# [Given data]
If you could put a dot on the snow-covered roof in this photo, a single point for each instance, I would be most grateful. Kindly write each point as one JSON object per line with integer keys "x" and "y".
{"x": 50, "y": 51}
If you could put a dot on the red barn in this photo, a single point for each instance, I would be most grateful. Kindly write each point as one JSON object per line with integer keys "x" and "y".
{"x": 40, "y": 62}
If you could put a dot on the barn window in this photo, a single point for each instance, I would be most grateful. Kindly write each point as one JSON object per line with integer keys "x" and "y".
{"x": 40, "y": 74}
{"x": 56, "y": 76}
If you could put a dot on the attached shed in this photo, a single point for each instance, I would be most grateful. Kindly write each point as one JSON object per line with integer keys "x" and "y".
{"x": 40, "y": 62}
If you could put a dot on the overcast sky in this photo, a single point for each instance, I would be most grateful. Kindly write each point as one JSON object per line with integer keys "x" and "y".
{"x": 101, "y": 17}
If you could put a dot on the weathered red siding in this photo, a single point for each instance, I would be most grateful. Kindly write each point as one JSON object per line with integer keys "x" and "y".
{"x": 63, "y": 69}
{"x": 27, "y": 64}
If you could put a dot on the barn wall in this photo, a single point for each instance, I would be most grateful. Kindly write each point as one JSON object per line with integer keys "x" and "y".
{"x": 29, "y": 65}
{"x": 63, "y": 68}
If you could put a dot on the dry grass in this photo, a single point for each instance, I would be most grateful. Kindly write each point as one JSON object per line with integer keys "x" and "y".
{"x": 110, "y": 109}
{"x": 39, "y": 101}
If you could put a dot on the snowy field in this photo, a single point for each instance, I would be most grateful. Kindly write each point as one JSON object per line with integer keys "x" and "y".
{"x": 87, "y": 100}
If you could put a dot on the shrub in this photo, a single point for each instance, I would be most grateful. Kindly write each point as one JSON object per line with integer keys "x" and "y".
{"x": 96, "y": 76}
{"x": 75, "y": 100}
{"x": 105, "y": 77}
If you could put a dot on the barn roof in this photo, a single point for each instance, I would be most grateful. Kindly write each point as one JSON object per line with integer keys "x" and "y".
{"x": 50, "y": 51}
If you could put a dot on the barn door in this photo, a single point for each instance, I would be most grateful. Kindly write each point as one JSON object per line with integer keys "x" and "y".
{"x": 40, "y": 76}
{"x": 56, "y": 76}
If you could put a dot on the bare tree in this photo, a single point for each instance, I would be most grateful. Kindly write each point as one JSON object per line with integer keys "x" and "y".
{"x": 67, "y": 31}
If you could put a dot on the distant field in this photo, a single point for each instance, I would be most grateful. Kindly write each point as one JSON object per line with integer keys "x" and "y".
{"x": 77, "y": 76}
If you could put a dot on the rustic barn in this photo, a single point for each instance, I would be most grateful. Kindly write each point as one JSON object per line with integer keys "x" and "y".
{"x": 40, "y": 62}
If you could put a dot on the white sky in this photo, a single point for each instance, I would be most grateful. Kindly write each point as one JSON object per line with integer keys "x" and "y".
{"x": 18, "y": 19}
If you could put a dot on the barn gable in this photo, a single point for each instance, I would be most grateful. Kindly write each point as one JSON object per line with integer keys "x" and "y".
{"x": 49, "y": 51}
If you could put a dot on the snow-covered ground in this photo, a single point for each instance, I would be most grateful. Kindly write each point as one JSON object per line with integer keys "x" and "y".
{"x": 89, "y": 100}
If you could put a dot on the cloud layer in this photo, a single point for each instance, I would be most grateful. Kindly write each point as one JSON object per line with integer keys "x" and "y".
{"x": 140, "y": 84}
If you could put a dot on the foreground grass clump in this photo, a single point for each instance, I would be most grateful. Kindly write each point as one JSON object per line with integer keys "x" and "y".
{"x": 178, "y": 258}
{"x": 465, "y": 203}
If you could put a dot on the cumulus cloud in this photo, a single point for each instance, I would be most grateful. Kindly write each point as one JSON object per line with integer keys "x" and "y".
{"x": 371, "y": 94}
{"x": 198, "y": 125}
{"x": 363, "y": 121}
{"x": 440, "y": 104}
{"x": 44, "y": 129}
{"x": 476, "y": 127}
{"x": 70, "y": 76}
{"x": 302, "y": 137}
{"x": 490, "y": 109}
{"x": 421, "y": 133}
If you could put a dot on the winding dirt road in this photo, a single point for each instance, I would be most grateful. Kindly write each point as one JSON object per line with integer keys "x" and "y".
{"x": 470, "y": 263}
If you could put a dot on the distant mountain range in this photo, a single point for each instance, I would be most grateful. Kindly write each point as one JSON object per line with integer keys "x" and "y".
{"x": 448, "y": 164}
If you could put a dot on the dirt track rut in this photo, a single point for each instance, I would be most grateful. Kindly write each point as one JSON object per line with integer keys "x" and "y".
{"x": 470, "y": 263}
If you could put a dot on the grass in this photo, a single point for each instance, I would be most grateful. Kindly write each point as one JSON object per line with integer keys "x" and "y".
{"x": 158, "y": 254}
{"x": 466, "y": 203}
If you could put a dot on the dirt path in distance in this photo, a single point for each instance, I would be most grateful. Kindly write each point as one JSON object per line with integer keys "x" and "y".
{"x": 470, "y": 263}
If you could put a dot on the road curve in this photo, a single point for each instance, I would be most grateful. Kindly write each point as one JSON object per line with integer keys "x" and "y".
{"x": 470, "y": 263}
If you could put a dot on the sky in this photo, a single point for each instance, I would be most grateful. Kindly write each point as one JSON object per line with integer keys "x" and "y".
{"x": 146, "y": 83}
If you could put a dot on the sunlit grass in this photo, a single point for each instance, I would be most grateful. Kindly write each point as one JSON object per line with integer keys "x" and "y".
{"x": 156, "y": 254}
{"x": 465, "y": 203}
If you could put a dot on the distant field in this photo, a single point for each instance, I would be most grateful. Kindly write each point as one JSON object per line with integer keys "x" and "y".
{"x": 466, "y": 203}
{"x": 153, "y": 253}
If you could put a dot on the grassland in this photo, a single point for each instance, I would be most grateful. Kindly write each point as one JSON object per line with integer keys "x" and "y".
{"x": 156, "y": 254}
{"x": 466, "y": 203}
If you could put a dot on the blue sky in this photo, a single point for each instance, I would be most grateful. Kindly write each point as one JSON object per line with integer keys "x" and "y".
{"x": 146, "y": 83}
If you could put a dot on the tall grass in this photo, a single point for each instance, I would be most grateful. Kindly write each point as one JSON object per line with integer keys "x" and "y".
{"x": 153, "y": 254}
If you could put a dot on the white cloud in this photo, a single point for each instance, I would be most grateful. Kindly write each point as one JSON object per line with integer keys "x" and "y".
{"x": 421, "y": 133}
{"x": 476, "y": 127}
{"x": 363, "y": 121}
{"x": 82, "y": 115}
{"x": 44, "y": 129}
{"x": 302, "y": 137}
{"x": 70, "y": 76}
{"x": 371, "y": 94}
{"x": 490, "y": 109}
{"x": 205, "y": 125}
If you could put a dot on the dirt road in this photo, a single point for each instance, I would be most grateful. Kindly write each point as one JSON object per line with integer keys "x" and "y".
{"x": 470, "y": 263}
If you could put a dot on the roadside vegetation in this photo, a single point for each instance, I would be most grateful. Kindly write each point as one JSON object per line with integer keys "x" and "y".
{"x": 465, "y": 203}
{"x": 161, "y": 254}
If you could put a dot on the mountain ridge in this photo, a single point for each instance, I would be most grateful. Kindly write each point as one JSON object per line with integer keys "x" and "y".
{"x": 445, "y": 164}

# [Directions]
Copy the records above exactly as they appear.

# [Worked answer]
If you could put a dot on the snow-covered roof in this photo, a single point for each instance, I would be most grateful. Kindly write each point as one JSON object per line with integer keys "x" and "y".
{"x": 50, "y": 51}
If you could put a dot on the red barn in this photo, a single point for each instance, I would be most grateful. Kindly write each point as one JSON object per line with integer keys "x" and "y".
{"x": 40, "y": 62}
If you could put a dot on the barn window in this photo, a single point for each instance, I would be most grateful. Kindly write each point as one JSON object per line with integer keys "x" and "y".
{"x": 40, "y": 74}
{"x": 56, "y": 76}
If you could put a dot on the attached shed in this photo, a single point for each instance, I would be most grateful. Kindly write each point as one JSON object per line with integer keys "x" and "y".
{"x": 40, "y": 62}
If you could put a dot on the overcast sky in this photo, a single point for each instance, I would be most grateful. Kindly write each point as one JSON object per line with integer keys "x" and "y".
{"x": 101, "y": 17}
If you could put a dot on the weathered red siding in this photo, a single point for each instance, I would be most grateful. Kindly write each point as one JSON object per line with integer keys "x" and "y".
{"x": 63, "y": 69}
{"x": 27, "y": 64}
If you could put a dot on the barn wall in this photo, a single point for each instance, I would be most grateful. Kindly write each point as one JSON object per line with integer keys "x" and "y".
{"x": 29, "y": 65}
{"x": 63, "y": 68}
If you could put a dot on the dry grass in this photo, a single point for each instance, I would be most grateful. Kindly write each point as one JSON object per line with integer keys "x" and "y".
{"x": 110, "y": 109}
{"x": 39, "y": 101}
If you could put a dot on the snowy field in this photo, a single point for each instance, I would be most grateful. Kindly write each point as one JSON object per line with integer keys "x" and "y".
{"x": 87, "y": 100}
If you could put a dot on the shrub in this photo, a single point for each instance, I would be most grateful. Kindly write each point as one JSON object per line with integer keys "x" and "y".
{"x": 96, "y": 76}
{"x": 75, "y": 100}
{"x": 105, "y": 77}
If you could put a dot on the barn roof in this photo, a single point for each instance, I would be most grateful. Kindly write each point as one JSON object per line with integer keys "x" and "y".
{"x": 50, "y": 51}
If you could put a dot on the barn door in this photo, a single point for each instance, I would be most grateful. Kindly write each point as one JSON object per line with integer keys "x" and "y".
{"x": 40, "y": 76}
{"x": 56, "y": 76}
If you could put a dot on the bare tree in this photo, a single point for each instance, I would be most grateful. Kindly write each point as one JSON object per line with integer keys "x" and "y".
{"x": 67, "y": 31}
If you could put a dot on the distant field in this photo, a single point for each instance, I would be most grateful. Kindly write each point as one JSON object per line with integer keys "x" and "y".
{"x": 77, "y": 76}
If you could put a dot on the rustic barn in this photo, a single point for each instance, I would be most grateful. Kindly write each point as one JSON object per line with integer keys "x" and "y".
{"x": 40, "y": 62}
If you could put a dot on the white sky in this photo, a single point for each instance, I would be most grateful. Kindly write each point as one JSON object per line with integer keys "x" and "y".
{"x": 18, "y": 19}
If you could put a dot on the barn gable in this photo, a single point for each instance, I would be most grateful. Kindly write each point as one JSON object per line with integer keys "x" and "y".
{"x": 49, "y": 51}
If you could put a dot on the snow-covered ground in this photo, a single point for each instance, I would be most grateful. Kindly write each point as one JSON object per line with integer keys "x" and "y".
{"x": 89, "y": 100}
If you could put a dot on the cloud layer in this photo, a single point for each instance, I would be most grateful. Kindly write each point as one JSON object per line with integer keys "x" and "y".
{"x": 140, "y": 84}
If you could put a dot on the foreground grass clump in this photo, a single point for each instance, I would be most grateful. Kindly write each point as one JSON object per line with integer keys "x" and "y".
{"x": 178, "y": 258}
{"x": 465, "y": 203}
If you could put a dot on the cumulus cloud in this photo, a single point for each instance, I would be most grateful. Kindly write each point as one JSON object per line with integer keys "x" and "y".
{"x": 371, "y": 94}
{"x": 198, "y": 125}
{"x": 363, "y": 121}
{"x": 440, "y": 104}
{"x": 44, "y": 129}
{"x": 476, "y": 127}
{"x": 70, "y": 76}
{"x": 302, "y": 137}
{"x": 490, "y": 109}
{"x": 421, "y": 133}
If you could put a dot on the winding dirt road in this photo, a single point for each instance, I would be most grateful. Kindly write each point as one JSON object per line with integer keys "x" and "y".
{"x": 470, "y": 263}
If you could put a dot on the distant mountain range in this photo, a single point for each instance, I would be most grateful. Kindly write each point as one JSON object per line with integer keys "x" and "y".
{"x": 448, "y": 164}
If you could put a dot on the dirt track rut in this photo, a single point for each instance, I would be most grateful. Kindly write each point as one JSON object per line with integer keys "x" and "y".
{"x": 470, "y": 263}
If you could put a dot on the grass in this photo, a single point for each instance, I would be most grateful. Kindly write each point as one JSON object per line with integer keys "x" and "y".
{"x": 158, "y": 254}
{"x": 466, "y": 203}
If you could put a dot on the dirt path in distance in this photo, a single point for each instance, I would be most grateful. Kindly write each point as one JSON object per line with integer keys "x" and "y".
{"x": 470, "y": 263}
If you could put a dot on the road curve in this photo, a single point for each instance, I would be most grateful. Kindly write each point as one JSON object per line with integer keys "x" and "y".
{"x": 470, "y": 263}
If you could put a dot on the sky in this photo, a single point for each instance, I would be most grateful. Kindly write each point as one JSON object per line with integer keys "x" and "y".
{"x": 146, "y": 83}
If you could put a dot on the sunlit grass in this photo, a single point for each instance, I would be most grateful. Kindly write each point as one JSON object per line with integer keys "x" and "y".
{"x": 156, "y": 254}
{"x": 465, "y": 203}
If you could put a dot on the distant field in this photo, a single point for each instance, I would be most grateful. Kindly write each point as one JSON object per line with integer keys "x" and "y".
{"x": 466, "y": 203}
{"x": 153, "y": 253}
If you could put a dot on the grassland in this photo, a single point for each instance, I would be most grateful. Kindly write each point as one JSON object per line with integer keys "x" and "y".
{"x": 156, "y": 254}
{"x": 466, "y": 203}
If you could put a dot on the blue sky in this photo, a single point for each instance, I would be most grateful. Kindly write each point as one JSON object per line with integer keys "x" and "y".
{"x": 146, "y": 83}
If you could put a dot on the tall grass in this photo, a single point for each instance, I would be most grateful. Kindly write each point as one JSON object per line with integer keys "x" and "y".
{"x": 153, "y": 254}
If you could put a dot on the white cloud in this photo, a single point for each instance, I would be most grateful. Kindly write each point as one JSON object per line with integer keys "x" and "y".
{"x": 421, "y": 133}
{"x": 476, "y": 127}
{"x": 363, "y": 121}
{"x": 82, "y": 115}
{"x": 44, "y": 129}
{"x": 302, "y": 137}
{"x": 70, "y": 76}
{"x": 371, "y": 94}
{"x": 490, "y": 109}
{"x": 205, "y": 125}
If you could put a dot on the dirt road in this photo, a single point for each instance, I would be most grateful. Kindly write each point as one JSON object per line with integer keys "x" and "y".
{"x": 470, "y": 263}
If you could put a dot on the roadside vegetation in this photo, a single point for each instance, I would be most grateful. Kindly write each point as one JSON object per line with integer keys "x" and "y".
{"x": 465, "y": 203}
{"x": 161, "y": 254}
If you could put a dot on the mountain ridge in this photo, a single point for each instance, I would be most grateful. Kindly write each point as one JSON object per line with integer keys "x" and "y".
{"x": 445, "y": 164}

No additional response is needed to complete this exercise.